> _TASK DESCRIPTION_:
From the listing below, copy only the lines running from the line that contains "Query: white sock" to the line that contains "If you could indicate the stone monument", both included.

> _DATA EXCERPTS_:
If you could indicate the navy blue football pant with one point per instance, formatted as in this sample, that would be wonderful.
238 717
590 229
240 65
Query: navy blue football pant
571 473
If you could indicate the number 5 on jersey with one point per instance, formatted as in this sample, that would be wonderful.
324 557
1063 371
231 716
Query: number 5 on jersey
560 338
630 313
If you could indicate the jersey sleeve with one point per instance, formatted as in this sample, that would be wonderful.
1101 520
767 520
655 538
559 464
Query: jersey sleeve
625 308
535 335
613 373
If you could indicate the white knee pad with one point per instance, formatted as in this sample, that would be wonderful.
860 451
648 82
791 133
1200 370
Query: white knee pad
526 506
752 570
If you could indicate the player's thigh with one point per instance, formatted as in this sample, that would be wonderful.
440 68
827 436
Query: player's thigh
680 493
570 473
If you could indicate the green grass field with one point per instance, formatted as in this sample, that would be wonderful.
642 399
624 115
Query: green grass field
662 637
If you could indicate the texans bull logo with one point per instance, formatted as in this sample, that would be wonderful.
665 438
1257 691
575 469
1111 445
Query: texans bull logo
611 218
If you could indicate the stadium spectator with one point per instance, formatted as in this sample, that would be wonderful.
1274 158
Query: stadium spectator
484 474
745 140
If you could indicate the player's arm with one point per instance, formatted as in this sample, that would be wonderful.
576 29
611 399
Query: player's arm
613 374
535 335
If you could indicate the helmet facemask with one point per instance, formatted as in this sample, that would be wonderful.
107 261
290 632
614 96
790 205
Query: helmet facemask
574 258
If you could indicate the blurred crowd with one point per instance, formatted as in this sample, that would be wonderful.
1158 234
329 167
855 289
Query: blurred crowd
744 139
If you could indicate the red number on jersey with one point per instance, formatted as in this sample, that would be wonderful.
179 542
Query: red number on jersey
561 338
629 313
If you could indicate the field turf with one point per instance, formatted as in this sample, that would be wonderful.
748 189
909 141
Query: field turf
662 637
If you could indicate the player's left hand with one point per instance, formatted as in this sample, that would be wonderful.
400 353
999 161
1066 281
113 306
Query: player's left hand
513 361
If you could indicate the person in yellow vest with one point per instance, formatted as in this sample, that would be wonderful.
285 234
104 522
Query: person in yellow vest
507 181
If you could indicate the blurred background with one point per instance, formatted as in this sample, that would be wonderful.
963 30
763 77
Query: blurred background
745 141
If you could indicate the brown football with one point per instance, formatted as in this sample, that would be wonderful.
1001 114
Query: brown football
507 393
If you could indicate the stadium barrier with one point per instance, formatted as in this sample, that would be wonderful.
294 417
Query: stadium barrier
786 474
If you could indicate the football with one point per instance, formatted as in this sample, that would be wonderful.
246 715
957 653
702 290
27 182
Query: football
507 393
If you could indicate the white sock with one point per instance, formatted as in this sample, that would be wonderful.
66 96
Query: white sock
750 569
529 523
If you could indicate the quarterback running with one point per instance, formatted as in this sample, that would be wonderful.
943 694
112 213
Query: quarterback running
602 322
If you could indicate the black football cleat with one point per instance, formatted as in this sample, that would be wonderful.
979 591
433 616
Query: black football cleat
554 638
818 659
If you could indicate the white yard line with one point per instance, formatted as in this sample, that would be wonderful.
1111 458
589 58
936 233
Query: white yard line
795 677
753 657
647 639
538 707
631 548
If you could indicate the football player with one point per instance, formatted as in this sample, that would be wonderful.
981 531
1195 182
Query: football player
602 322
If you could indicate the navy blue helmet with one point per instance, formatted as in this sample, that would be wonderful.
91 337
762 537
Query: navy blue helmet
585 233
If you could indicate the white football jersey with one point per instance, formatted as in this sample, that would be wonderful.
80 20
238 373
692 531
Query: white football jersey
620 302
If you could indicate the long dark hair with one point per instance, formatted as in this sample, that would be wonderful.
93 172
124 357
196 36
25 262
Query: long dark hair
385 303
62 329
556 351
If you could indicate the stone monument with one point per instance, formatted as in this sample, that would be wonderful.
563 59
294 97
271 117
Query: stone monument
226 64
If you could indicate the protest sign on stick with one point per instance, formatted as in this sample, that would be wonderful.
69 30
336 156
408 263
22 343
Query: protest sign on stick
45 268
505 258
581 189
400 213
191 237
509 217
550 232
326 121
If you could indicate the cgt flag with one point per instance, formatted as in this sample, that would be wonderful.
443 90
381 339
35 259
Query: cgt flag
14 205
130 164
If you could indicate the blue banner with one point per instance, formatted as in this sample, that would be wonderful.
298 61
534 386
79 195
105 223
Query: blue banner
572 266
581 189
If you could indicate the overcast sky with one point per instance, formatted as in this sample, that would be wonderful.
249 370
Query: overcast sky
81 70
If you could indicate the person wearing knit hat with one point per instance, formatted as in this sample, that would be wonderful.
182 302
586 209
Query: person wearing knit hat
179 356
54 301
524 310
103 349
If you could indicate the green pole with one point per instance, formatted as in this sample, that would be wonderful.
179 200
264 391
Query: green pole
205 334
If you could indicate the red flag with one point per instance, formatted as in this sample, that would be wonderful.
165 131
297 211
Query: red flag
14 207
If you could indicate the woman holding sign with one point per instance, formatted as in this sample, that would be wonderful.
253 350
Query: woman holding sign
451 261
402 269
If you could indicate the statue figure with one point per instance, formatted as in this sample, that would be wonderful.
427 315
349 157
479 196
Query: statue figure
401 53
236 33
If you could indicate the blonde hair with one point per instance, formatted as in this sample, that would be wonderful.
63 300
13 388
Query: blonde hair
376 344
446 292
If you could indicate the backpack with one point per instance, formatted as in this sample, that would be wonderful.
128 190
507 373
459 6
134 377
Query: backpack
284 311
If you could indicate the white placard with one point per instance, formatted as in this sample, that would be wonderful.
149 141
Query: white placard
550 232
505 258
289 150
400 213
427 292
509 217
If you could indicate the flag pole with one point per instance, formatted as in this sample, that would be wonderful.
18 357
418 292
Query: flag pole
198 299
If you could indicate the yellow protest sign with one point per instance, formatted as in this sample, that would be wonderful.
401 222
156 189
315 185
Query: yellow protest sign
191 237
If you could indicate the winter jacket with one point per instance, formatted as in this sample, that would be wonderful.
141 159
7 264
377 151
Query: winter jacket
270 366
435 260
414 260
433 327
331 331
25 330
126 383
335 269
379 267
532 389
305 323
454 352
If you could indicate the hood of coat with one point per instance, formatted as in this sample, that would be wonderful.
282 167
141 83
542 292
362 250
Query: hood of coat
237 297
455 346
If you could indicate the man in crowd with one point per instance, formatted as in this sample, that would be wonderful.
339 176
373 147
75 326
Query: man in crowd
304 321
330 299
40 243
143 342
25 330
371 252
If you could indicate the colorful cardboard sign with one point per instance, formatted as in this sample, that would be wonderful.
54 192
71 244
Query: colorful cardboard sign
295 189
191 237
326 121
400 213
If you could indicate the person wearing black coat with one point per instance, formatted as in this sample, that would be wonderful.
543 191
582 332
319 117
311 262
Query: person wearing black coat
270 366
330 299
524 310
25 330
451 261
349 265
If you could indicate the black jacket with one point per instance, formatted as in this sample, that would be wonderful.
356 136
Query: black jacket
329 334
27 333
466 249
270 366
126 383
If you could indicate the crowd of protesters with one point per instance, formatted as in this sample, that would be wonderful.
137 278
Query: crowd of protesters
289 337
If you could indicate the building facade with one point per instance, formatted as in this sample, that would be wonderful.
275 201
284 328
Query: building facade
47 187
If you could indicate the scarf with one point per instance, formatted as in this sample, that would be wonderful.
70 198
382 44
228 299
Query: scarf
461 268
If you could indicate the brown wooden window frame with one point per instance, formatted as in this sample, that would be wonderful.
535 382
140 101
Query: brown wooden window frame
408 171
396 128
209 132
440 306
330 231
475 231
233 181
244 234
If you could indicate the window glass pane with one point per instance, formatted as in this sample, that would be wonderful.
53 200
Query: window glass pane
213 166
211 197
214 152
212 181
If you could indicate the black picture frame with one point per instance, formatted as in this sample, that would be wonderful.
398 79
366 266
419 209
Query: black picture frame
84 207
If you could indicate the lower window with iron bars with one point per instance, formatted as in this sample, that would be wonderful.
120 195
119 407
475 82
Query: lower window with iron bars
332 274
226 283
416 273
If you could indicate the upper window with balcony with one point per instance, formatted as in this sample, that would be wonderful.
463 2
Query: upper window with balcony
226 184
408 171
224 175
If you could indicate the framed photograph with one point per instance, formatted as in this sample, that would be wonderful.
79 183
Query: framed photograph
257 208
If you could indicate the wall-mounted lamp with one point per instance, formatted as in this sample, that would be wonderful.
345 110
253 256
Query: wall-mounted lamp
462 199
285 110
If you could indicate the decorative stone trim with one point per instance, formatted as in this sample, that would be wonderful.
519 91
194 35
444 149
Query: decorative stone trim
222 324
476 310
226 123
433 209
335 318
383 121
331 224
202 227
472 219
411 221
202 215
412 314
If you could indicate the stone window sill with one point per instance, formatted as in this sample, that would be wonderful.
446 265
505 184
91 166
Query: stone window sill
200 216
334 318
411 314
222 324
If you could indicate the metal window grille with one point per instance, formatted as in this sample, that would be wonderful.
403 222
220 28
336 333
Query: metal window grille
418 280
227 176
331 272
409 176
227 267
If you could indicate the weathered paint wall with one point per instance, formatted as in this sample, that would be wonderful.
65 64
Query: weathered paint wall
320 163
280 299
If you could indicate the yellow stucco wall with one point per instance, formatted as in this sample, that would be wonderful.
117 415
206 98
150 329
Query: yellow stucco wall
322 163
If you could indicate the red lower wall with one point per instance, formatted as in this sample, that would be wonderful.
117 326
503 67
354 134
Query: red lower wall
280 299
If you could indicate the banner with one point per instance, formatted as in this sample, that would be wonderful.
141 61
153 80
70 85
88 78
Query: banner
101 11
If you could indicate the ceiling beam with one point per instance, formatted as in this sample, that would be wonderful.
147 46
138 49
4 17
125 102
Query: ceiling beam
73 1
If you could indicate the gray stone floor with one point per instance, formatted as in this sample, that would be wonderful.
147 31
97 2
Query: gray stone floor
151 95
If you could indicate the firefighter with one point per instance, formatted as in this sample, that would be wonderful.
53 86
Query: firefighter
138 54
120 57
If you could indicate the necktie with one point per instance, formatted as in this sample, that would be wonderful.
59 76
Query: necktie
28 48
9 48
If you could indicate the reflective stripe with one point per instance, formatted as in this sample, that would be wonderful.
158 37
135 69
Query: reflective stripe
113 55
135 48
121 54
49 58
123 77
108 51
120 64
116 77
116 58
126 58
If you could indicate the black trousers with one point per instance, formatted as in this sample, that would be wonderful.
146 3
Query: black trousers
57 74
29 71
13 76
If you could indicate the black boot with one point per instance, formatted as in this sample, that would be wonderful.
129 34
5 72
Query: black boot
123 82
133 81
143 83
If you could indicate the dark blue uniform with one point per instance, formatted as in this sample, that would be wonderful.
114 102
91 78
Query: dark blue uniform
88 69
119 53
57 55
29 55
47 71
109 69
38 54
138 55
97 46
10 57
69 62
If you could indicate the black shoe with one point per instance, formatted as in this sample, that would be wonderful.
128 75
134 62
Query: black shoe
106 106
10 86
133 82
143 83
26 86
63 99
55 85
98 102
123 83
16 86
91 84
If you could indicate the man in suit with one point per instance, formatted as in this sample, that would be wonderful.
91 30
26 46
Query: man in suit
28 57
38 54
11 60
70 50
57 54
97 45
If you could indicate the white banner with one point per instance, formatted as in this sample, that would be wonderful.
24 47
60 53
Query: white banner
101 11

> _EXERCISE OUTPUT_:
Query: white sock
750 569
529 523
If you could indicate the quarterback running with one point per instance, formatted as in this sample, that would be wonderful.
943 694
112 213
Query: quarterback running
602 322
If you could indicate the black football cleat with one point per instance, formatted as in this sample, that would be wonderful.
979 591
433 616
Query: black football cleat
554 638
818 659
If you could indicate the white yard line with one point per instance, formatted as in this sample, that would be wonderful.
1111 458
589 58
936 233
Query: white yard line
795 677
753 657
647 639
538 707
631 548
If you could indicate the football player with one point per instance, formatted as in this sample, that would be wonderful.
981 531
1195 182
Query: football player
602 322
If you could indicate the navy blue helmet with one point per instance, formatted as in this sample, that would be wonderful.
91 337
762 537
Query: navy blue helmet
585 233
If you could indicate the white football jersey with one point per instance, formatted as in this sample, that would be wonderful.
80 20
238 373
692 531
Query: white football jersey
620 302
If you could indicate the long dark hair with one point per instance, formatted as in this sample, that would be wonderful.
93 172
124 357
196 36
25 262
Query: long dark hair
385 303
62 329
556 351
If you could indicate the stone monument with one point per instance, formatted as in this sample, that would be wonderful.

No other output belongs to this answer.